- [Segmentation labeling entries]
§
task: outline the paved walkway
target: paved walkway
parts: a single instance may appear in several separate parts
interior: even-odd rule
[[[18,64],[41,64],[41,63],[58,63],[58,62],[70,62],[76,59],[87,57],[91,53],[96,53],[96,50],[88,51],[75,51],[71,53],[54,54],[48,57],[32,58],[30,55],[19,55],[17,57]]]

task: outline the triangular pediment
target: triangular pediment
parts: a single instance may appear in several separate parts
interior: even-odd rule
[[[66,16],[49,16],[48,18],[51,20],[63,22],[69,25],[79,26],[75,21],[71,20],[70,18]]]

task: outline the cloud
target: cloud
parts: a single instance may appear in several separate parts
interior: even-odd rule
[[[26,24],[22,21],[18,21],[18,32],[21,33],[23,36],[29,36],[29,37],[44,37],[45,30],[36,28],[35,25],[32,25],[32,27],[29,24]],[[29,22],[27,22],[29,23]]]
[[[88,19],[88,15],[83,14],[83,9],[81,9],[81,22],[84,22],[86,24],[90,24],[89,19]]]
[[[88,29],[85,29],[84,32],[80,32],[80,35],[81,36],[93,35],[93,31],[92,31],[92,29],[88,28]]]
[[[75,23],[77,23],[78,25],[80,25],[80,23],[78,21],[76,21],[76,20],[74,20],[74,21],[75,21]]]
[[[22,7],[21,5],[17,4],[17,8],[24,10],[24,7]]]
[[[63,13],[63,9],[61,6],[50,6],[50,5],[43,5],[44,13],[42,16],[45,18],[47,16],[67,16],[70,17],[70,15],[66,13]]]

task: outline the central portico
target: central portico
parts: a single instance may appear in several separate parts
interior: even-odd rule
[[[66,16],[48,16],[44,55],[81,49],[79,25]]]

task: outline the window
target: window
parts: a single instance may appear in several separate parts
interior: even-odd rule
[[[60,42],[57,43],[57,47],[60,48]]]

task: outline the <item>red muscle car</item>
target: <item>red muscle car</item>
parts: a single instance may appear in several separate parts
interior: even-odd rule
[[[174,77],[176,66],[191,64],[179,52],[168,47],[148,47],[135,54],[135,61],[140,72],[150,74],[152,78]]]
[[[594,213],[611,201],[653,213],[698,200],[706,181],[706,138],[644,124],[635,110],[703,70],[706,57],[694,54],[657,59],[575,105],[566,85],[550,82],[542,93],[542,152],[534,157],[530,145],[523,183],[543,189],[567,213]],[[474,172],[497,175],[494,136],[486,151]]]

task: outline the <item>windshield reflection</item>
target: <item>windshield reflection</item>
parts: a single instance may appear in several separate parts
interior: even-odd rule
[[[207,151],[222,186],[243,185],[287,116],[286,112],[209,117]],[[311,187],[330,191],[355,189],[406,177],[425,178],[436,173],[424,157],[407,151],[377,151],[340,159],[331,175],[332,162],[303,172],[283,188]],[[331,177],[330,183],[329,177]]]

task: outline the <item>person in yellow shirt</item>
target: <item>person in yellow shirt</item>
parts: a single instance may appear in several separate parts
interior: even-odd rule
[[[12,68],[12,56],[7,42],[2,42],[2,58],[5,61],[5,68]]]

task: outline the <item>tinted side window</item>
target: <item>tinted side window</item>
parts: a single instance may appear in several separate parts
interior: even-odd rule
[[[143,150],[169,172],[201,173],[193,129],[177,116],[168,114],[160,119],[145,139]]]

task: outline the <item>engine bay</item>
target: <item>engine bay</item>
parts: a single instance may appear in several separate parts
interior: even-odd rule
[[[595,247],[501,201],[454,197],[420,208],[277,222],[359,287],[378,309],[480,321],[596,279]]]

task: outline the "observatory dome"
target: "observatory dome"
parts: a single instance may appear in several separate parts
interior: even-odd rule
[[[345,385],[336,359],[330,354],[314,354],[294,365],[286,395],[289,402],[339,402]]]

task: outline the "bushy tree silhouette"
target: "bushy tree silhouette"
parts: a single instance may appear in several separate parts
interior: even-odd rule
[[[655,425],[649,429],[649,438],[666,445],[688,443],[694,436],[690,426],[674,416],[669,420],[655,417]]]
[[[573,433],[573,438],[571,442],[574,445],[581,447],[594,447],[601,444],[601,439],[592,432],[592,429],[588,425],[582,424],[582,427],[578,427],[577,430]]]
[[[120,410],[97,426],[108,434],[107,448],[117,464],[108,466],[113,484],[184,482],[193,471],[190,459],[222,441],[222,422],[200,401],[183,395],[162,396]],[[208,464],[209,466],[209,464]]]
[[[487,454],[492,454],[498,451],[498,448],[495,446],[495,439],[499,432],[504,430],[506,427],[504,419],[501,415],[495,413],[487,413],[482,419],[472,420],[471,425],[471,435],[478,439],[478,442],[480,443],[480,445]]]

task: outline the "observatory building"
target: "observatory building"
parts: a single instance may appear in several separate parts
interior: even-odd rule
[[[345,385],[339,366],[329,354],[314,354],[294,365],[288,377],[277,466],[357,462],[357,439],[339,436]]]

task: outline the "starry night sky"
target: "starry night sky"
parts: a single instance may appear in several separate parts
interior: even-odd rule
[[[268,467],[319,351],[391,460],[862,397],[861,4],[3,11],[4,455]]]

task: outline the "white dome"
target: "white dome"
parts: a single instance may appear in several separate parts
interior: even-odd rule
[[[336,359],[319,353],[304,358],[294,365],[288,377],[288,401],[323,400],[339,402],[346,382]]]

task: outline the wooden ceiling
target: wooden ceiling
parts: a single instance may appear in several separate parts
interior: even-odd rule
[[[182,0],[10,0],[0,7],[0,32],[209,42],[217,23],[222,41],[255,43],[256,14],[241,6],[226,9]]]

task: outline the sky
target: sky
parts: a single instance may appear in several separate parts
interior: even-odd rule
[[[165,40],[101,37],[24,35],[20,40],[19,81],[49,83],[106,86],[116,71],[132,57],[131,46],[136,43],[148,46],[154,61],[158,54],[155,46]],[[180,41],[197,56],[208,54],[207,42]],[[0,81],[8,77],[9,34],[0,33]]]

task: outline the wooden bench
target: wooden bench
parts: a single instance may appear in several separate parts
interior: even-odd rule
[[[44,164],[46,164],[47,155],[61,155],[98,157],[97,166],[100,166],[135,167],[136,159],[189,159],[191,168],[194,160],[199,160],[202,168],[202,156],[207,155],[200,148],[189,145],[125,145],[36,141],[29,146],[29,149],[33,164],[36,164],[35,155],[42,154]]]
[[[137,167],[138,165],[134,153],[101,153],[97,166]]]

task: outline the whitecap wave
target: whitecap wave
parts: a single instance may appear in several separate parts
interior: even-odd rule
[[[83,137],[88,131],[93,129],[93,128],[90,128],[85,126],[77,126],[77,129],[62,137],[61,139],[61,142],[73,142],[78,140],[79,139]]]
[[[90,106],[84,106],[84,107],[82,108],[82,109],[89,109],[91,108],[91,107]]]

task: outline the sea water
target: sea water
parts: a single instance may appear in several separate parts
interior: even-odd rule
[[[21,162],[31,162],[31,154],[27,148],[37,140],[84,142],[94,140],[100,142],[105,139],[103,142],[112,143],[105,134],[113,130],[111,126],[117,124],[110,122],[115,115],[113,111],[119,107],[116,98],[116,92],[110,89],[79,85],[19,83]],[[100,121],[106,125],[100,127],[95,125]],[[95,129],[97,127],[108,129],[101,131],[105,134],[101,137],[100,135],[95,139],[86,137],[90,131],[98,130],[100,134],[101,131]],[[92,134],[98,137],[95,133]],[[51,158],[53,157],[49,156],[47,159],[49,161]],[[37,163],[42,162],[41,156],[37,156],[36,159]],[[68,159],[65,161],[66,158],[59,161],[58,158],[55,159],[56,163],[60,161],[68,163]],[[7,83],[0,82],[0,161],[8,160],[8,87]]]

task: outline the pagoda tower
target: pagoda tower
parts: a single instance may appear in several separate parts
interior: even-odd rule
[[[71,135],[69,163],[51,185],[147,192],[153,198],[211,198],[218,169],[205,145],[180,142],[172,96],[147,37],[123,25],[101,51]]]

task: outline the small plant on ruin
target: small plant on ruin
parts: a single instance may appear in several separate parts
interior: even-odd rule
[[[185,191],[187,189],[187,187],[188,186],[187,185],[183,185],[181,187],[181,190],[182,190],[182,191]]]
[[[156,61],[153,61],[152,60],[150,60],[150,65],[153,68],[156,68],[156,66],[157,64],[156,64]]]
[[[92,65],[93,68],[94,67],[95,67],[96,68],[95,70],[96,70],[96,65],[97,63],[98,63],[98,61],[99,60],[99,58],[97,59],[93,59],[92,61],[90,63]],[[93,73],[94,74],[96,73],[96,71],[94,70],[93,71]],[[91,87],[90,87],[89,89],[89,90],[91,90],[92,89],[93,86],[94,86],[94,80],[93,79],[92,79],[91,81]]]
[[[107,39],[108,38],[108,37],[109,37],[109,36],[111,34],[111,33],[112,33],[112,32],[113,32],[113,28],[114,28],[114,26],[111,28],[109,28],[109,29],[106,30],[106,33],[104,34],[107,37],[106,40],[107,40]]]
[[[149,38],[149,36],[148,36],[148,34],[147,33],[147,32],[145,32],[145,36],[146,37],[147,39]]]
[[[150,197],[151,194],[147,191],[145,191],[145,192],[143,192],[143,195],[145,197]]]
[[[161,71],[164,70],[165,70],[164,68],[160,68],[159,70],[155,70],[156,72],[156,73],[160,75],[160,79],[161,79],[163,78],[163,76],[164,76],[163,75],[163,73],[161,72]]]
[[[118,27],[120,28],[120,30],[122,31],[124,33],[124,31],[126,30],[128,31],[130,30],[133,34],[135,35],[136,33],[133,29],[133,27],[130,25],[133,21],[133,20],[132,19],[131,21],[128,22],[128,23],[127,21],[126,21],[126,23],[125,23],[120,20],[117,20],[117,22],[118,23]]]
§
- [WHAT IS REQUIRED]
Copy the lines verbatim, starting at the line with "task: outline the <item>red muscle car</item>" and ending at the line with "[[[12,68],[12,56],[7,42],[2,42],[2,58],[5,61],[5,68]]]", both included.

- [ANSWER TO THE EXERCISE]
task: outline the <item>red muscle car</item>
target: <item>red muscle car</item>
parts: a single instance may appear in several separate parts
interior: even-odd rule
[[[174,77],[176,66],[191,64],[179,52],[168,47],[148,47],[135,54],[135,61],[140,72],[150,74],[152,78]]]
[[[594,213],[611,201],[653,213],[698,200],[706,181],[706,138],[644,124],[635,110],[703,70],[706,57],[694,54],[657,59],[575,105],[566,85],[550,82],[542,93],[542,152],[534,157],[530,145],[523,183],[543,189],[567,213]],[[474,172],[497,175],[494,136],[486,151]]]

task: outline the <item>windshield reflection</item>
target: <item>windshield reflection</item>
parts: a single instance may appear in several separate parts
interior: even-odd rule
[[[207,151],[222,186],[243,185],[287,116],[286,112],[209,117]],[[311,187],[330,191],[355,189],[406,177],[425,178],[436,173],[424,157],[407,151],[377,151],[340,159],[331,175],[332,162],[303,172],[283,188]],[[331,177],[330,183],[329,177]]]

task: outline the <item>person in yellow shirt</item>
target: <item>person in yellow shirt</item>
parts: a single instance may appear in several separate parts
interior: even-odd rule
[[[12,68],[12,56],[7,42],[2,42],[2,58],[5,61],[5,68]]]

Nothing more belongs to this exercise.